-- START OF Extracted data --
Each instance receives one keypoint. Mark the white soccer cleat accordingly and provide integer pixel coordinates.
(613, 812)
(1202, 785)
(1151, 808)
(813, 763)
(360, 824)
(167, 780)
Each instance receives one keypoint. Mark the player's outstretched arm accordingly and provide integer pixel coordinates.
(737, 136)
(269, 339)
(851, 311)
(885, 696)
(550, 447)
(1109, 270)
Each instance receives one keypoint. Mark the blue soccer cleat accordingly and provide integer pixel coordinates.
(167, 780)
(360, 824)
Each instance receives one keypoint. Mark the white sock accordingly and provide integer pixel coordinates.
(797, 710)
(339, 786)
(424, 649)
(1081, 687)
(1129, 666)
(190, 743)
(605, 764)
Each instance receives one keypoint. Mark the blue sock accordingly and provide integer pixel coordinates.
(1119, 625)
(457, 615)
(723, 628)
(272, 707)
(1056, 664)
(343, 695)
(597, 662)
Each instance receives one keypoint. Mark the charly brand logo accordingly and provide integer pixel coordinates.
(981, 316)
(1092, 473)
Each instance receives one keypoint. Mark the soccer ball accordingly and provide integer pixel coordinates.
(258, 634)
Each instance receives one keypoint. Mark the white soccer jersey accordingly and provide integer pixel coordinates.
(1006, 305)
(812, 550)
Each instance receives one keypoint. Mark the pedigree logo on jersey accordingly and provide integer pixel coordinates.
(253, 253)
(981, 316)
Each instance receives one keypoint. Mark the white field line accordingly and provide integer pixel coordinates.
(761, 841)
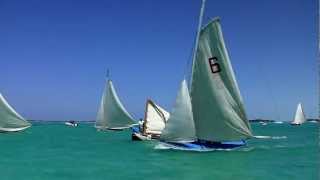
-- END OF Extracted data --
■ **To do**:
Give every line of the data above as a numbered list, skipping blank lines and leaving out any pictures.

■ **Full answer**:
1. Each instance receives one keypoint. Mark the white soccer cleat accordingly and provide integer pixel coordinates.
2. (613, 812)
3. (1202, 785)
4. (1151, 808)
5. (813, 763)
6. (360, 824)
7. (167, 780)
8. Each instance receives one keypoint. Mark the player's outstretched arm accordingly and provide integer pixel coordinates.
9. (737, 136)
10. (269, 339)
11. (851, 311)
12. (885, 696)
13. (550, 447)
14. (1109, 270)
15. Each instance receives one keypoint. Mark the blue soccer cleat accordingly and provide integer pixel coordinates.
16. (167, 780)
17. (360, 824)
18. Each instance receives one keypoint. Mark the white sock accordingly and provide integer pixel coordinates.
19. (797, 710)
20. (339, 786)
21. (424, 649)
22. (1081, 687)
23. (1129, 666)
24. (190, 743)
25. (605, 764)
26. Each instance receives one keypoint. Mark the blue sock accordingly and provide integer pixel coordinates.
27. (1119, 625)
28. (457, 615)
29. (723, 628)
30. (272, 707)
31. (1056, 664)
32. (343, 695)
33. (597, 662)
34. Each instance receives one keypoint. Mark the charly brand logo accordingly and provide integer pixel coordinates.
35. (981, 316)
36. (1092, 473)
37. Each instance receives one keypoint. Mark the soccer ball accordingly and provide integer pixel coordinates.
38. (258, 634)
39. Each instance receives one keypoint. Mark the white soccer jersey accordingly and provide integer pixel coordinates.
40. (1006, 305)
41. (812, 550)
42. Each instance receives one keypoint. Mark the pedigree logo on jersey accordingly and provide integer pixel coordinates.
43. (253, 253)
44. (981, 316)
45. Each instance receives one keypoint. Mark the white field line accordingly and provide integer pixel coordinates.
46. (761, 841)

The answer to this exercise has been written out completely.